Begin

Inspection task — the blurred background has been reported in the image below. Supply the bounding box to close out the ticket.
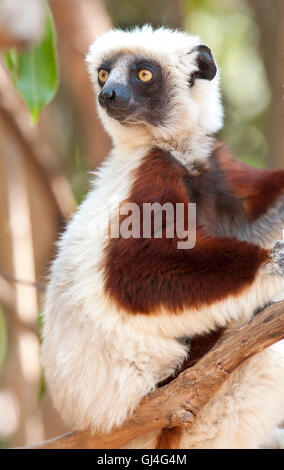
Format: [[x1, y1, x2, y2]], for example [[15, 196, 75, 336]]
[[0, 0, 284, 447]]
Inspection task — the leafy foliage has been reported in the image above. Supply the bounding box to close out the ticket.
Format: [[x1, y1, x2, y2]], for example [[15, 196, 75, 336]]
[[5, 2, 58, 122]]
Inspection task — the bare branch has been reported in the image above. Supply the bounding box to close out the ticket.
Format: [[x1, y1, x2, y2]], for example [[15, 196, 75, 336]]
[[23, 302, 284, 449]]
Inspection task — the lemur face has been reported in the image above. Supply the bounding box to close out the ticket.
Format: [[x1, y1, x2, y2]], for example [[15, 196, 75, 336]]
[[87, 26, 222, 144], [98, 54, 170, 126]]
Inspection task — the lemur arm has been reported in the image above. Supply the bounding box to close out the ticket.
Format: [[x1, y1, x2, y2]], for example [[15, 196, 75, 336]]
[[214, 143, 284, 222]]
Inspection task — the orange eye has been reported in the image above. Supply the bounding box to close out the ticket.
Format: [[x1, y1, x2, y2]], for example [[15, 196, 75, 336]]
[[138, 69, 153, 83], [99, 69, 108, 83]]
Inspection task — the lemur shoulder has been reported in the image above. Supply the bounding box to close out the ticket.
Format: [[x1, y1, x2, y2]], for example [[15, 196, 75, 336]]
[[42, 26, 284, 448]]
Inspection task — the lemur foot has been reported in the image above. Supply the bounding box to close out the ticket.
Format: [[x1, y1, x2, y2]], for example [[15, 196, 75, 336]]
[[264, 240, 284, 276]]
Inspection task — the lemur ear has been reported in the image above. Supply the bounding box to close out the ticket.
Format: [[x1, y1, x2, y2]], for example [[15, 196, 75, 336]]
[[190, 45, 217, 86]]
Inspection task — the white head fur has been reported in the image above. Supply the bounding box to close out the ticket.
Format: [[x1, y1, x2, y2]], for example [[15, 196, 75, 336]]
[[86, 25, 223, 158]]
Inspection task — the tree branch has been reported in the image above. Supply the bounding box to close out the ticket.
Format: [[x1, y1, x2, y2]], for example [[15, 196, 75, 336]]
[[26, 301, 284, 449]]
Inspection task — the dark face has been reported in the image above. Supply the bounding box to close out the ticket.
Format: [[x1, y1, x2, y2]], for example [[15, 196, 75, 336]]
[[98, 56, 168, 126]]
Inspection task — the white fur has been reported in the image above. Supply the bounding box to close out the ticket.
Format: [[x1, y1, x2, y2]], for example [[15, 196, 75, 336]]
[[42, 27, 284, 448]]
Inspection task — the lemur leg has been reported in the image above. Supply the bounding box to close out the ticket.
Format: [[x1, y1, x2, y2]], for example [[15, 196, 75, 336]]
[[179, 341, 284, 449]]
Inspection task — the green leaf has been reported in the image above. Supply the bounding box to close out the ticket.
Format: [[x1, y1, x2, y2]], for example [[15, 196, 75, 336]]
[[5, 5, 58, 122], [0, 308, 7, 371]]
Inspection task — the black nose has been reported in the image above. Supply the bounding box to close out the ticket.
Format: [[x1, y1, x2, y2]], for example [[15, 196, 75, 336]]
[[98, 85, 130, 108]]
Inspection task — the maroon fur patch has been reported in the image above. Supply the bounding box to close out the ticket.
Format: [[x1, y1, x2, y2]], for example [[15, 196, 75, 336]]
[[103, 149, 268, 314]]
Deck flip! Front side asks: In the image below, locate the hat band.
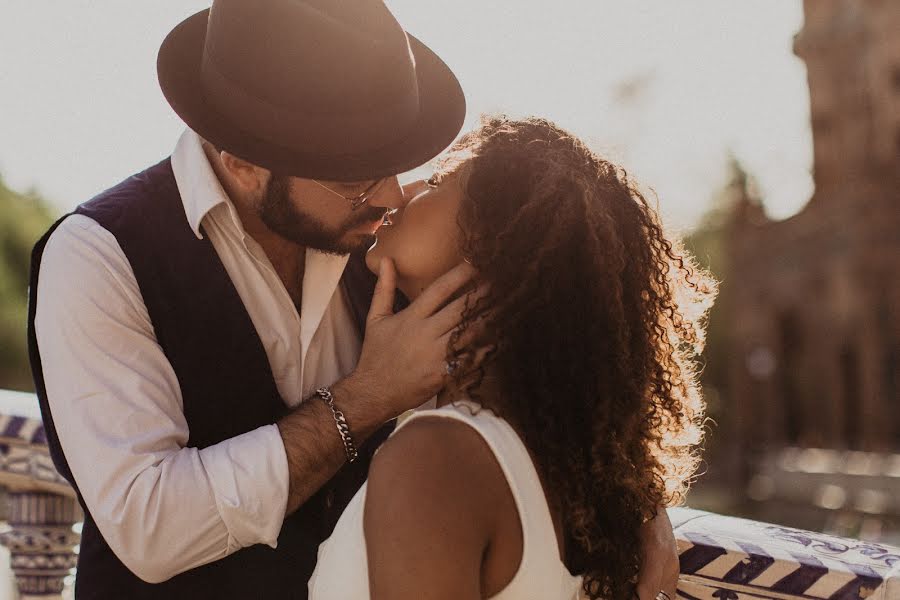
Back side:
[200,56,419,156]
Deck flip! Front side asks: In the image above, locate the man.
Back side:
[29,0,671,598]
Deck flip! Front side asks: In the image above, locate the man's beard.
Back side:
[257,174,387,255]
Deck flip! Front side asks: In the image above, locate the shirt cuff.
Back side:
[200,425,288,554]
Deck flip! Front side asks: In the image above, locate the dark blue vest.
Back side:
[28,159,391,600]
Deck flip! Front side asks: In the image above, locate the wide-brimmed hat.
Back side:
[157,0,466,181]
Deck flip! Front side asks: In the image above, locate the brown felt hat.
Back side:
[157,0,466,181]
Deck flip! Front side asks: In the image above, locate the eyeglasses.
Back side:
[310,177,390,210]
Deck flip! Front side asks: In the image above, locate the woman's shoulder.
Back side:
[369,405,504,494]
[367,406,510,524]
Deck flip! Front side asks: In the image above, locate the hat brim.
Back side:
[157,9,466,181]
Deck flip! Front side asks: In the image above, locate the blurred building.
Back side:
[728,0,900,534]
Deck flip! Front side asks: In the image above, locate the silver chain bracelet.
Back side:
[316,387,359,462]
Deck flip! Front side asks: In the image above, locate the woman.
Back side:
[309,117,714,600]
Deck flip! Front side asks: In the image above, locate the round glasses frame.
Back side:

End
Begin

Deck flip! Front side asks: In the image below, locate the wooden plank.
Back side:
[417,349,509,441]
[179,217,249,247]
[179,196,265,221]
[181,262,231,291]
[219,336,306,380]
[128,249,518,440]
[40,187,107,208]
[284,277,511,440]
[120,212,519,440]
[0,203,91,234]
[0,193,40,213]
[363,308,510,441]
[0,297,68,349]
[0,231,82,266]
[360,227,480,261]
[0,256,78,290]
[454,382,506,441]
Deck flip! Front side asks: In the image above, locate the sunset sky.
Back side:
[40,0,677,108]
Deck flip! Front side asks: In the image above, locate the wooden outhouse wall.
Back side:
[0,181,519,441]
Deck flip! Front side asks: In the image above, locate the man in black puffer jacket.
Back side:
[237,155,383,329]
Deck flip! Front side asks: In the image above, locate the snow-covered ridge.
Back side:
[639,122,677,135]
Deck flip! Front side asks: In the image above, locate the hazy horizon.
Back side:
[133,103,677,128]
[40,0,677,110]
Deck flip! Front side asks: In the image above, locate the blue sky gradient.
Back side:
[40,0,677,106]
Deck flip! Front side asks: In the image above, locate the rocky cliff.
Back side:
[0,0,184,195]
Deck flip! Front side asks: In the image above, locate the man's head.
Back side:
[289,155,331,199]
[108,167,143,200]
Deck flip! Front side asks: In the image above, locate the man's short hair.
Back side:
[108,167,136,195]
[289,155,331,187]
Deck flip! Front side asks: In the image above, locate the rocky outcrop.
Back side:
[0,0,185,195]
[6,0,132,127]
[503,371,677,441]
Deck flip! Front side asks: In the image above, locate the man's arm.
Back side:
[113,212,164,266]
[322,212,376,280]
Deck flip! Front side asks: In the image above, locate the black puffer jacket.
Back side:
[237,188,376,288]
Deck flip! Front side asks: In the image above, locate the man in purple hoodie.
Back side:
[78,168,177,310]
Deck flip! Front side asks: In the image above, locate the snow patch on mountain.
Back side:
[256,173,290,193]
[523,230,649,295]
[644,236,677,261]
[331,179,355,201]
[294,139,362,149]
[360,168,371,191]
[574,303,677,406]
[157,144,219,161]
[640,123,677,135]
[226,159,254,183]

End
Begin

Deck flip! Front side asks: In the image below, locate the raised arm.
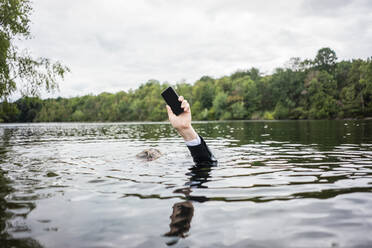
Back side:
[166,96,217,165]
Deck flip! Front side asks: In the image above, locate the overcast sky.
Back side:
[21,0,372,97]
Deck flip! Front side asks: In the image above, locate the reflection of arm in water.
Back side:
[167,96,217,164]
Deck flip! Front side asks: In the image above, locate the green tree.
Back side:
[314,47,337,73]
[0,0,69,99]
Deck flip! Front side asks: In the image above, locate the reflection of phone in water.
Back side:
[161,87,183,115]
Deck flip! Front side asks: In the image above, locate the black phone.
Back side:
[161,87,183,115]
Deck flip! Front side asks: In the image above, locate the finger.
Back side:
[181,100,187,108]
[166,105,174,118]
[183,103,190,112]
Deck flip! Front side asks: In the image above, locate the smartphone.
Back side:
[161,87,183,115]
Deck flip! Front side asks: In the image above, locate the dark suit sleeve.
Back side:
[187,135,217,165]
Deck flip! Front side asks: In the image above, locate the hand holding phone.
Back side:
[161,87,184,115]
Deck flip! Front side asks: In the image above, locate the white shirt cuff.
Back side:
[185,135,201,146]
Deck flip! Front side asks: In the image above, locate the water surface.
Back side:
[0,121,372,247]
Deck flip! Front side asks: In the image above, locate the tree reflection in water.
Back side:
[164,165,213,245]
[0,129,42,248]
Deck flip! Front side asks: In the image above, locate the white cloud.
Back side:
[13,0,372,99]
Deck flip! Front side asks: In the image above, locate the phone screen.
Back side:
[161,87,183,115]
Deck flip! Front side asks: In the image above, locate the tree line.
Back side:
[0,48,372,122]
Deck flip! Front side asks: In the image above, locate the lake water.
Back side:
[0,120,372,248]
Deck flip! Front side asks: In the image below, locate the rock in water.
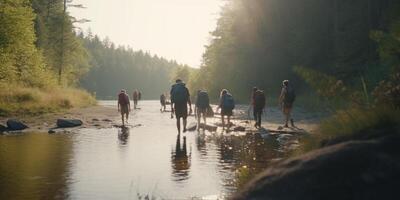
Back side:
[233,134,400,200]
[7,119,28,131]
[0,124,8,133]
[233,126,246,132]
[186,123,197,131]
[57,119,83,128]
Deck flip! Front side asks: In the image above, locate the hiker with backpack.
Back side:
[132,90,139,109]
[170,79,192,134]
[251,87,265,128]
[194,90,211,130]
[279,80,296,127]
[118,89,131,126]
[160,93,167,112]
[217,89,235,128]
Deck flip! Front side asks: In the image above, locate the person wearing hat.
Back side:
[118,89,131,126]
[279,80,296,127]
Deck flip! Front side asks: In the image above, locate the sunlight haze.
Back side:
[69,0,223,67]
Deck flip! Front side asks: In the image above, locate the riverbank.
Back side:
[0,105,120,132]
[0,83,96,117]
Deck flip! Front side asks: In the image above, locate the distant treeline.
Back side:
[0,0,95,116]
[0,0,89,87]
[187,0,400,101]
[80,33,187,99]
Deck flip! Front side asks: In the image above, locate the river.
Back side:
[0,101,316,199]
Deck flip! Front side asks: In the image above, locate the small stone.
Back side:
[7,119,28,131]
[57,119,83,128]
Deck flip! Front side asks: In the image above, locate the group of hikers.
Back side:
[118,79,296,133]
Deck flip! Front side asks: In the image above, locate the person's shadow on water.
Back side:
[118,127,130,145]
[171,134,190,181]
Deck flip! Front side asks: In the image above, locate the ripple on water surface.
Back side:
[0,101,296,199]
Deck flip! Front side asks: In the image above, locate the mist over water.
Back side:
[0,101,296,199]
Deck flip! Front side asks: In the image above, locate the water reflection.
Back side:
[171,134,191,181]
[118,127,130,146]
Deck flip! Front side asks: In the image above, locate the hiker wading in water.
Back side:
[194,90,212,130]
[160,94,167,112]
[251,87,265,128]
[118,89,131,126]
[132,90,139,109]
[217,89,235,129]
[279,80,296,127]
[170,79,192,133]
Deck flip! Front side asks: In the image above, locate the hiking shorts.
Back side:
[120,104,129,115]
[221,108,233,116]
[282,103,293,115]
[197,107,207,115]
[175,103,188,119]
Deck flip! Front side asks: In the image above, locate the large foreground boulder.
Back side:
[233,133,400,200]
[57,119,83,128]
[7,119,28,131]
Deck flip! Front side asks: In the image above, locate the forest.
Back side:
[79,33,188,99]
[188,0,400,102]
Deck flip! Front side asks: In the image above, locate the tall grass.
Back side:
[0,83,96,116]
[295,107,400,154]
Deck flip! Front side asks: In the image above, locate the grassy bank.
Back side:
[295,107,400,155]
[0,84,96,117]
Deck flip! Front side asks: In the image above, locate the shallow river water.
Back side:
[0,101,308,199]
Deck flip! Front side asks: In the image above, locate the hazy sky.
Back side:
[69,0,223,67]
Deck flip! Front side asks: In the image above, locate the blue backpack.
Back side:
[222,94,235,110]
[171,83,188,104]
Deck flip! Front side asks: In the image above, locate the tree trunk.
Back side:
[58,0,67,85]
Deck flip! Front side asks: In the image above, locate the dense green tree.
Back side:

End

Short problem ▸
Copy out everything in the data from the line containing "Inspection task — the tree" down to the line containing "[[98, 56, 168, 126]]", with "dark face" changed to "black face" and nothing else altered.

Task response ▸
Inspection task — the tree branch has been reported in the image above. Supply the bounding box to close out the ticket.
Format: [[x1, y1, x2, y2]], for example [[15, 196, 75, 336]]
[[26, 301, 284, 449]]
Inspection task — the black face has been reported in the image above. Supply the bounding box to close out the ticket.
Format: [[x1, y1, x2, y2]], for example [[15, 196, 75, 336]]
[[98, 56, 168, 126]]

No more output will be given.